┌────────

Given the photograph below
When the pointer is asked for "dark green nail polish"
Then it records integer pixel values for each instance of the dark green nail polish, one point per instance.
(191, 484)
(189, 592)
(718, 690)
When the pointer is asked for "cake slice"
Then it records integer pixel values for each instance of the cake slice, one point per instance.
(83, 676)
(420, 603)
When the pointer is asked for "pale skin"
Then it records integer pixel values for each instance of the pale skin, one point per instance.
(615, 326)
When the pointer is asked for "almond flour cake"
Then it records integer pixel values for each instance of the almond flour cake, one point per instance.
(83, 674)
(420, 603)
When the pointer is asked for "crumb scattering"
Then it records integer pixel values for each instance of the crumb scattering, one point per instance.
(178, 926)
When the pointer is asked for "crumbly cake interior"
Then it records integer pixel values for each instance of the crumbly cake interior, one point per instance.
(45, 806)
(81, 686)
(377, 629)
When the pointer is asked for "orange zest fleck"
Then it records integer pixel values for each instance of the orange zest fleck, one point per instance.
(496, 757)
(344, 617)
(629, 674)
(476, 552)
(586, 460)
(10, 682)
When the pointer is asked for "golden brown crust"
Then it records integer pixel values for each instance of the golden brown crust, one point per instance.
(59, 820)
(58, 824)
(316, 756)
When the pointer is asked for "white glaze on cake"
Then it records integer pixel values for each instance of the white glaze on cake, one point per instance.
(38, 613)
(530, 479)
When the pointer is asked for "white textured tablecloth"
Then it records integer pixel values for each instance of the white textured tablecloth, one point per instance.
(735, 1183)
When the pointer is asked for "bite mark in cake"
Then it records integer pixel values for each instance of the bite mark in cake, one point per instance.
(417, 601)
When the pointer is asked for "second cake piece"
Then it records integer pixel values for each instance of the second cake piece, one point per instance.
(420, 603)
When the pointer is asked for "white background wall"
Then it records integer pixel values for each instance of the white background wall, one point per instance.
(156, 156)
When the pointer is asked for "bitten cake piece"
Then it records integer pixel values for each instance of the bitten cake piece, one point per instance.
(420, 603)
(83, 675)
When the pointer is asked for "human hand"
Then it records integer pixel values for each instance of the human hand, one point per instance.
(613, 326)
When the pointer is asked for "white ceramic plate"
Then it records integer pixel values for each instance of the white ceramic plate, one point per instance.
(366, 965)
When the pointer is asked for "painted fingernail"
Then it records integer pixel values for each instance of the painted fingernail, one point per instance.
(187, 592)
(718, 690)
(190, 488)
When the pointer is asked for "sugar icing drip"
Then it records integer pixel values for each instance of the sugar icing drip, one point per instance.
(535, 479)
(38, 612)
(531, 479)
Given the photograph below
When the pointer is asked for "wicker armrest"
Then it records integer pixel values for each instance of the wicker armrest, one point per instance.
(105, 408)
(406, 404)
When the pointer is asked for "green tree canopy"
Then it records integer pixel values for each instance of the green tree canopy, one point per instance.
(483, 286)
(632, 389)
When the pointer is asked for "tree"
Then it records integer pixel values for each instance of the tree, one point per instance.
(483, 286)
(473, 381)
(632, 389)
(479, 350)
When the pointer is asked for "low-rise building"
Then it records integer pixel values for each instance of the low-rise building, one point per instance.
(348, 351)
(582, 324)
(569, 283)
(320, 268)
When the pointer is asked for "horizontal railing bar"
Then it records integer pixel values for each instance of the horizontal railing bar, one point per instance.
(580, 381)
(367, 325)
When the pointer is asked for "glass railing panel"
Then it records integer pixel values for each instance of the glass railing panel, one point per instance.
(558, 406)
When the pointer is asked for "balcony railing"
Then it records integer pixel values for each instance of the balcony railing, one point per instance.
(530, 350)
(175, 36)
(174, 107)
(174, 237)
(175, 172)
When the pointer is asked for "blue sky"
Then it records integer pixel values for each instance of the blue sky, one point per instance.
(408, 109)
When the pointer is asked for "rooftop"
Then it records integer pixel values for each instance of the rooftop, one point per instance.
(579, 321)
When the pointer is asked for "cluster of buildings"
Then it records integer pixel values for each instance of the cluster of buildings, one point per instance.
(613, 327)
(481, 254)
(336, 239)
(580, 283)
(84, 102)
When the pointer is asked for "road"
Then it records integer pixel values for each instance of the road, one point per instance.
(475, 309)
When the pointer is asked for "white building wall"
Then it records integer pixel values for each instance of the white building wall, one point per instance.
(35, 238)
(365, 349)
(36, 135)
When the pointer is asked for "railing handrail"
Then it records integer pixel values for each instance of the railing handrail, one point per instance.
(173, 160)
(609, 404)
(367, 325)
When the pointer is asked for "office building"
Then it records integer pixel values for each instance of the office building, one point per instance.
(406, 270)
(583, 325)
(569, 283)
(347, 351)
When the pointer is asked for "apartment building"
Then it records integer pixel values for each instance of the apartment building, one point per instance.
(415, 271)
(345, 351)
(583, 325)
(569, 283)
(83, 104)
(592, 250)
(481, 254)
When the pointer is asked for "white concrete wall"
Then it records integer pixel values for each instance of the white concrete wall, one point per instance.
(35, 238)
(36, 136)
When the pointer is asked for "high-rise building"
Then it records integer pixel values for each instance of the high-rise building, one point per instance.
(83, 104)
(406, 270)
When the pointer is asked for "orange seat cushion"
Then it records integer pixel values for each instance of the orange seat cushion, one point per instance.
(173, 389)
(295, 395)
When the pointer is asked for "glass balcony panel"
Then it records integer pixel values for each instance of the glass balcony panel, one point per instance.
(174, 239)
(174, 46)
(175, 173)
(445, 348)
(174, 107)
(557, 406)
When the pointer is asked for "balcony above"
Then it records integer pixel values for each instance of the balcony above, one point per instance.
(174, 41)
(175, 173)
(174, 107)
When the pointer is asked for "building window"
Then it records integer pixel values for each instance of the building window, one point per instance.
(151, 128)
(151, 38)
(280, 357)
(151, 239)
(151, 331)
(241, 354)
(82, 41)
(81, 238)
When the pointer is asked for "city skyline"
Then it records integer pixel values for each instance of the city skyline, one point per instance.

└────────

- _REQUIREMENTS_:
Could you reproduce every record above exactly as it appears?

- _CORRECT OUTPUT_:
Given the photograph below
When the pointer is asked for "dark green nail polish"
Then it records integer pixel values for each instance of the dark green nail polish, one point per instance.
(191, 484)
(189, 592)
(718, 690)
When the pointer is asked for "cake slice"
Then it records integer pixel values for each instance of the cake slice, one point per instance.
(83, 676)
(420, 603)
When the pointer is asked for "pale skin"
Then it records integer pixel values for each instance of the pale skin, one point per instance.
(615, 326)
When the pointer is asked for "almond flour cake"
Then it records integer pixel values for each instance of the almond flour cake, one point per instance.
(83, 674)
(420, 603)
When the pointer is asked for "crumb scattering"
Then it records integer pixel values for each instance of the crumb scattering, one point per instance.
(178, 926)
When the pointer is asked for "crumbly cake interior"
Then it records integer pixel values for each instance of the crumbly cake interior, one point per instance.
(45, 806)
(81, 686)
(377, 629)
When the pointer is asked for "orange zest fleck"
Then it records integer pixel values for each instance of the orange zest fleck, one point per instance.
(496, 757)
(344, 617)
(629, 674)
(476, 552)
(586, 460)
(10, 682)
When the pointer is asked for "golden brown crust"
Then it records integer pixel values for each instance of the golden brown crust, one point per instance.
(59, 820)
(58, 824)
(316, 756)
When the pointer is asked for "white glaze on cake"
Then it records integer pixel values for each instance of the white glaze on cake, one point per instance.
(38, 613)
(530, 479)
When the pointer is asked for "white textured tablecloth"
Then it records integer pixel values for each instance of the white textured tablecloth, one point per instance.
(735, 1183)
When the pointer is asked for "bite mark in cake"
Then it records integer pixel values for each instance of the bite mark in cake, one point per instance.
(417, 601)
When the pointer is asked for "second cake piece"
Then it records integer pixel values for each instance of the second cake piece, one point per instance.
(420, 603)
When the pointer is asked for "white background wall"
Then it records integer pixel values for each instance of the white background wall, one point per instance.
(156, 156)
When the pointer is asked for "bitten cake piece"
Then it records integer pixel values for each instance of the bitten cake piece, one point per instance.
(420, 603)
(83, 675)
When the pointer is asked for "human hand"
Then it records integer pixel values for each instance of the human hand, one point per instance.
(613, 326)
When the pointer is asked for "white ceramic plate"
Then it records integer pixel values for each instance of the white ceramic plate, one point per instance.
(366, 965)
When the pointer is asked for "painted fingernail"
Then it records integer pixel values for each instance of the painted fingernail, one point per instance.
(187, 592)
(718, 690)
(190, 488)
When the pointer is asked for "sugar icing drip"
Then it records integer pixel values for each instance of the sugar icing drip, one point per instance.
(535, 479)
(38, 612)
(531, 479)
Given the photograph below
When the pointer is asked for "wicker armrest"
Then it records integer pixel values for each instance of the wicker armrest, one point per instance.
(105, 408)
(406, 404)
When the pointer is asked for "green tree canopy"
Then it records integer pixel values for each instance of the green tree canopy, one point per instance.
(483, 286)
(632, 389)
When the pointer is asked for "tree"
Then it records integer pixel values for each instance of the tree, one point per instance.
(483, 286)
(473, 381)
(632, 389)
(479, 350)
When the pointer is asked for "low-rise building"
Then it records integer pixel values for each instance of the low-rise building, one point per instance.
(348, 351)
(582, 324)
(569, 283)
(320, 268)
When the pointer is asked for "horizontal railing bar"
Then it records integer pixel values for each instance of the horizontal railing bar, one point per instance.
(580, 381)
(367, 325)
When the pointer is asked for "glass railing panel"
Then it records integer pixel values for each instance of the glass railing panel, one point per instance.
(558, 406)
When the pointer is asked for "balcony railing"
Then it records integer pixel values for each instance of the balcony railing, one point per instance.
(530, 350)
(175, 36)
(174, 107)
(174, 237)
(175, 172)
When the pointer is asked for "blue sky"
Then it records integer pixel values for each instance of the blue sky, one point per instance.
(408, 109)
When the pointer is asked for "rooftop"
Then it records integer pixel values for each instance of the rooftop, one point per instance.
(579, 321)
When the pointer is asked for "cluster of buildings"
Then it records integer pixel values for each instance of the cluster of buildings, one point per instance.
(613, 327)
(481, 254)
(336, 239)
(580, 283)
(84, 102)
When the pointer is asked for "road"
Then it records integer pixel values for each instance of the road, one point per instance.
(475, 309)
When the pointer is asked for "white building wall"
Then it records integer pixel values for each instance of the white building wall, one point per instance.
(35, 238)
(365, 349)
(36, 135)
When the pointer is asked for "railing handrail"
Then it records integer pixel values for each instance of the railing handrail, one point per instance.
(173, 160)
(609, 404)
(367, 325)
When the pointer is asked for "office building"
Then it records integer pixel values for each instance of the office building, one point per instance.
(406, 270)
(583, 325)
(569, 283)
(347, 351)
When the pointer is asked for "apartment building"
Then it records integer pixel values for each instance of the apartment building, one point per instance.
(415, 271)
(345, 351)
(583, 325)
(569, 283)
(83, 104)
(592, 250)
(481, 254)
When the pointer is asked for "white concrete wall"
Then it records integer pixel values for each instance of the white concrete wall, one point per instance.
(35, 238)
(36, 136)
When the pointer is asked for "high-rise building"
Then it records integer pixel values for each instance of the high-rise building, one point per instance.
(83, 104)
(406, 270)
When the pointer is asked for "orange seat cushion"
Then it records integer pixel values for each instance of the orange seat cushion, one point per instance.
(173, 389)
(295, 395)
When the pointer is asked for "glass balcony panel"
Then it records integer pixel values for each instance of the glass balcony panel, one point per instance.
(174, 239)
(174, 46)
(175, 173)
(445, 348)
(174, 107)
(557, 406)
When the pointer is asked for "balcony above"
Then it records integer pixel values for each instance of the balcony above, one point per instance.
(174, 41)
(175, 173)
(174, 107)
When the pointer is asked for "building window"
Then it records integer pixel values for each instance of the building window, one point per instance.
(151, 128)
(151, 38)
(280, 357)
(151, 239)
(151, 331)
(241, 354)
(82, 41)
(81, 238)
When the pointer is asked for "city skyline"
Then it records integer pixel values for each instance of the city skyline, one point per instance.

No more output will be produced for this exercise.